## Objetivo del ejercicio:
Cita íntegro y sin ningún cambio el texto sobre la muerte y la angustia en la existencia humana.

## Texto del documento:
********************

Efectivamente, la experiencia de la enfermedad y la muerte significa el desvelamiento de la precariedad de la vida humana, la falsa estructura del mundo en la que nos anclamos cómodamente, en la que egoísmo y convencionalismo se dan la mano para impedir una auténtica relación con el otro.
Por eso en el planteamiento más existencialista, la muerte asumida rescata el sentido de la vida, al tiempo que la verdadera vida comienza.
Sabemos que vamos a morir y, sin embargo, vivimos empeñados en negarlo, como si el hecho de que la muerte existe nos imposibilitara para desarrollar las posibilidades de ser. El hombre es un ente que posee el ser como un ser-ahí, caído, arrojado, deyecto en la existencia; pero no se existe de manera abstracta. El hombre es en un país, en un tiempo concreto, en unas circunstancias específicas. Resumiendo, lo esencial y básico de la existencia humana es el ser-ahí-en-el-mundo
Sin embargo, en la actualidad, el hombre trivializa su propio ser reduciéndolo a una existencia inauténtica con el simple fin de huir de uno mismo. Se trata de llenar la vida con un cúmulo desproporcionado de fingidas necesidades, al objeto de no llegar a formularnos nunca la pregunta: ¿Qué sentido tiene nuestro ser? La muerte es la posibilidad propia, es el acto esencial de la existencia; el hombre es un ser-ahí-en-el-mundo-para-la-muerte. Precisamente, por esta condición inexorable surge la angustia y ello nos revela el hecho de que nuestro ser es la nada.
Sartre aborda el tema de la angustia distinguiéndola expresamente del miedo; miedo se siente por alguna cosa frente a algo; en cambio, la angustia es por nada. La angustia surge porque el hombre se ve sumido en una profunda crisis tras descubrir de forma anticipada no sólo la existencia de la muerte, sino algo aún más terrible que ésta puede acaecer por sorpresa en mitad de una vida vacía. La crisis de angustia cada vez es más evidente en el hombre de la cultura actual; el hombre inauténtico, impersonal, perdido y disuelto en la gran urbe, que carece de todo, incluso de un lugar donde morir dignamente.

********************

## Datos extraídos:
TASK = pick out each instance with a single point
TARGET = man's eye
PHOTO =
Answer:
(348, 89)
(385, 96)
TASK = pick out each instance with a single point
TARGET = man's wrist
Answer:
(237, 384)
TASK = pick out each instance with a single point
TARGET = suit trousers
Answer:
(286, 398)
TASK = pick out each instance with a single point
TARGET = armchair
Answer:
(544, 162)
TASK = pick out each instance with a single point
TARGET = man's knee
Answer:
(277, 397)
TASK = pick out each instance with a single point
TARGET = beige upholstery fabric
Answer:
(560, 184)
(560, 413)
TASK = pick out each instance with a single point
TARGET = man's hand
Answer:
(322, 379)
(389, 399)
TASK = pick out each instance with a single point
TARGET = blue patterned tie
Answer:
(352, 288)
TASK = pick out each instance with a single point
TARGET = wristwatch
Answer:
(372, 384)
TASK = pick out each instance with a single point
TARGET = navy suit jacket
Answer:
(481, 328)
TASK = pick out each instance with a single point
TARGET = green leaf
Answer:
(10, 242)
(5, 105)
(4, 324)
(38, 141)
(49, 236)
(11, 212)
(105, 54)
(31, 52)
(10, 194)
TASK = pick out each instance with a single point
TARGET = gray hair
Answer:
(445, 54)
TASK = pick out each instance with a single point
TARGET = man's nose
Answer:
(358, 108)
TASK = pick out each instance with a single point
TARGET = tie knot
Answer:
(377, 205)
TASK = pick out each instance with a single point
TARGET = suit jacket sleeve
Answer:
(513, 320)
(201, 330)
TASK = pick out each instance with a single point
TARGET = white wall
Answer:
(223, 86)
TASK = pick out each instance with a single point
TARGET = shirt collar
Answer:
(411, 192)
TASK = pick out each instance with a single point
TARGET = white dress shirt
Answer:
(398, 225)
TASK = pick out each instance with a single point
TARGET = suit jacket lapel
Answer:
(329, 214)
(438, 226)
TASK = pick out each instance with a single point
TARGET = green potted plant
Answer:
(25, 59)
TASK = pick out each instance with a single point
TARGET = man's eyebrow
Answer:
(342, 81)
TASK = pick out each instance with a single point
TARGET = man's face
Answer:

********************

## Respuesta del ejercicio:
Efectivamente, la experiencia de la enfermedad y la muerte significa el desvelamiento de la precariedad de la vida humana, la falsa estructura del mundo en la que nos anclamos cómodamente, en la que egoísmo y convencionalismo se dan la mano para impedir una auténtica relación con el otro.
Por eso en el planteamiento más existencialista, la muerte asumida rescata el sentido de la vida, al tiempo que la verdadera vida comienza.
Sabemos que vamos a morir y, sin embargo, vivimos empeñados en negarlo, como si el hecho de que la muerte existe nos imposibilitara para desarrollar las posibilidades de ser. El hombre es un ente que posee el ser como un ser-ahí, caído, arrojado, deyecto en la existencia; pero no se existe de manera abstracta. El hombre es en un país, en un tiempo concreto, en unas circunstancias específicas. Resumiendo, lo esencial y básico de la existencia humana es el ser-ahí-en-el-mundo
Sin embargo, en la actualidad, el hombre trivializa su propio ser reduciéndolo a una existencia inauténtica con el simple fin de huir de uno mismo. Se trata de llenar la vida con un cúmulo desproporcionado de fingidas necesidades, al objeto de no llegar a formularnos nunca la pregunta: ¿Qué sentido tiene nuestro ser? La muerte es la posibilidad propia, es el acto esencial de la existencia; el hombre es un ser-ahí-en-el-mundo-para-la-muerte. Precisamente, por esta condición inexorable surge la angustia y ello nos revela el hecho de que nuestro ser es la nada.
Sartre aborda el tema de la angustia distinguiéndola expresamente del miedo; miedo se siente por alguna cosa frente a algo; en cambio, la angustia es por nada. La angustia surge porque el hombre se ve sumido en una profunda crisis tras descubrir de forma anticipada no sólo la existencia de la muerte, sino algo aún más terrible que ésta puede acaecer por sorpresa en mitad de una vida vacía. La crisis de angustia cada vez es más evidente en el hombre de la cultura actual; el hombre inauténtico, impersonal, perdido y disuelto en la gran urbe, que carece de todo, incluso de un lugar donde morir dignamente.